Russia, wary of NATO’s eastward expansion, began a military campaign in Ukraine on February 24 after the Western-leaning Kiev government turned a deaf ear to Moscow’s calls for its neighbor to maintain its neutrality. In the middle of the mayhem, Moscow and Kiev are trying to hammer out a peaceful solution to the conflict. Follow the latest about the Russia-Ukraine conflict here:
President Vladimir Putin has said that Moscow is ready to offer modern weapons to its allies, adding it values its ties with countries in Latin America, Asia and Africa.
“[We] are ready to offer our allies the most modern types of weapons, from small arms to armored vehicles and artillery to combat aviation and unmanned aerial vehicles,” the Russian leader stated at the opening ceremony of the “Army-2022” forum, an arms show being held near Moscow.
“Almost all of them have been used more than once in real combat operations,” he added.
Putin was speaking nearly six months after Russia launched its invasion in Ukraine, an offensive that has seen Moscow suffer repeated setbacks and heavy losses.

▸ **Dataset extract**:
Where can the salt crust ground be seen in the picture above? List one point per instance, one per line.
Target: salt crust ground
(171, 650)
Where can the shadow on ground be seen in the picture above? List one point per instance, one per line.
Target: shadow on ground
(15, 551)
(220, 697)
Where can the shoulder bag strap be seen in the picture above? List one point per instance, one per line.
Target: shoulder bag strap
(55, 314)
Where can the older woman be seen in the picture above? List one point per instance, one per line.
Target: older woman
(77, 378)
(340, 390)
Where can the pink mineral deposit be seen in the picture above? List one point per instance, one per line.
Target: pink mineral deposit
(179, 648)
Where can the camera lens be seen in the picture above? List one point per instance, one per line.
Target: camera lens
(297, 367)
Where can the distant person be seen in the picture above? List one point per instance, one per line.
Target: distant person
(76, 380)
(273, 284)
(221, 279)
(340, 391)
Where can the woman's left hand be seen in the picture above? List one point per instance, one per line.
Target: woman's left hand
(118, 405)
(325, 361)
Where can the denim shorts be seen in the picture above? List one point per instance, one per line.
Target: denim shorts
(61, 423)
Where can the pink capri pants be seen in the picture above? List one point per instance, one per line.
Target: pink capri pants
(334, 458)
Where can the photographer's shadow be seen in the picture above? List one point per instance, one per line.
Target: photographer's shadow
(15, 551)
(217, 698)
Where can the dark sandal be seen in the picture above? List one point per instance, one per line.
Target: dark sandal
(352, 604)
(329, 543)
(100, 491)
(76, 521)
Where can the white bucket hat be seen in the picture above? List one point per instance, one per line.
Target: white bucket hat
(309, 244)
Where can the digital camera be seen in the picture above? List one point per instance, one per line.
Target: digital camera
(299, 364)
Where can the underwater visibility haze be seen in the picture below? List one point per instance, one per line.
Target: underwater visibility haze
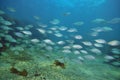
(59, 39)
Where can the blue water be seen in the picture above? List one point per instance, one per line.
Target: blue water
(47, 10)
(84, 10)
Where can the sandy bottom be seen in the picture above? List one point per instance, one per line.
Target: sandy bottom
(40, 66)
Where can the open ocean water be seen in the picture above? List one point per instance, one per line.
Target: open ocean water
(59, 39)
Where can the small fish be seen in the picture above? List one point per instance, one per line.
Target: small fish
(102, 41)
(35, 40)
(76, 46)
(87, 43)
(55, 21)
(42, 31)
(27, 32)
(78, 37)
(114, 43)
(11, 9)
(80, 23)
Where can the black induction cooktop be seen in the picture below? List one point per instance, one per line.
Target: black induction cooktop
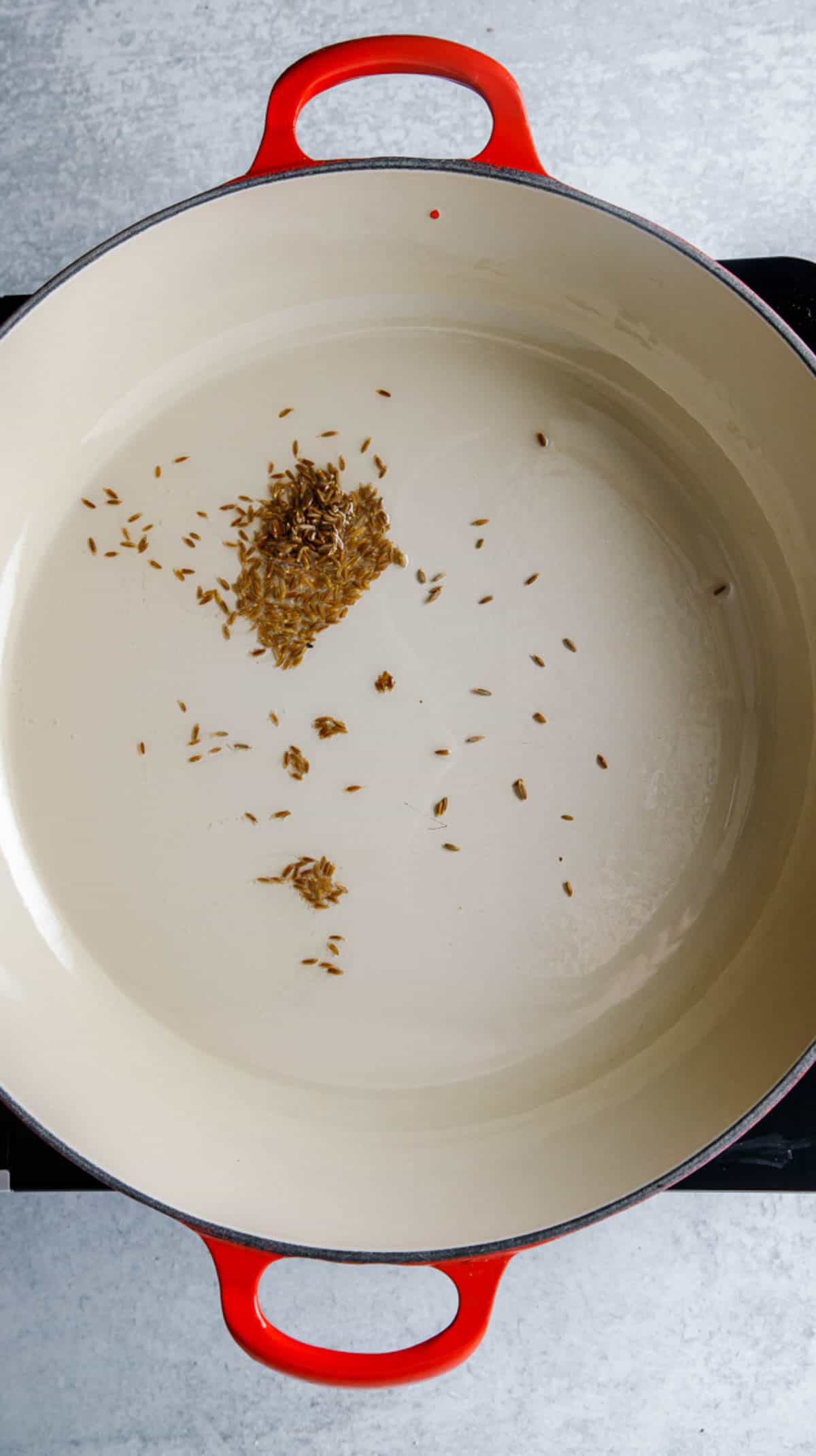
(780, 1152)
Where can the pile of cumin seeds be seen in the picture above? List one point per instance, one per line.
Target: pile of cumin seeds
(313, 880)
(307, 554)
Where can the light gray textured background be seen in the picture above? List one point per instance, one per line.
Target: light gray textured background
(687, 1325)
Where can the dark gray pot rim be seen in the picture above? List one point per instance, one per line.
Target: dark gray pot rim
(803, 1063)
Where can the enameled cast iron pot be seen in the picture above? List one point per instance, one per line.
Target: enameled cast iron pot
(482, 1079)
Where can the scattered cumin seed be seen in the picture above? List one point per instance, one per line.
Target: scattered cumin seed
(326, 727)
(296, 762)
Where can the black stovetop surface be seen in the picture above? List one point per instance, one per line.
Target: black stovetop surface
(780, 1152)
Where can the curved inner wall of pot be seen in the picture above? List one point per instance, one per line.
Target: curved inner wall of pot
(499, 1056)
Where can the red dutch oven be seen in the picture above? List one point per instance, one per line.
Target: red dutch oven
(613, 979)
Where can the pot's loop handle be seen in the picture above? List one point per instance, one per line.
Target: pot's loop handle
(239, 1273)
(511, 142)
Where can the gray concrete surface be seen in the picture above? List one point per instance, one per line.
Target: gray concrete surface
(685, 1327)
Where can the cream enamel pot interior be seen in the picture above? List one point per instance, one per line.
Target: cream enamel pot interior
(499, 1062)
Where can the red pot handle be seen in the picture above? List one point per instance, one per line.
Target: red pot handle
(511, 142)
(239, 1273)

▸ **Challenge 1**: According to the news report on Putin's weapons offer, where was the "Army-2022" forum being held?
▸ **Challenge 2**: Continue the news report on Putin's weapons offer, picking up after its final sentence.

▸ **Exercise answer 1**: Near Moscow.

▸ **Exercise answer 2**:
Western military analysts say the poor performance of Russian troops and weaponry could make its arms exports less attractive to potential buyers, such as India, which have heavily relied on its technology in the past.
The United Kingdom’s defence ministry has published its latest map showing Russian attacks and troop locations in Ukraine.
The map indicates Russian forces are pressing to make gains in Ukraine’s eastern Donbas and northeastern Kharkiv regions.
It also indicates that Ukrainian troops are staging counterattacks in the country’s south, in a bid to reclaim territory captured by Moscow earlier in the war.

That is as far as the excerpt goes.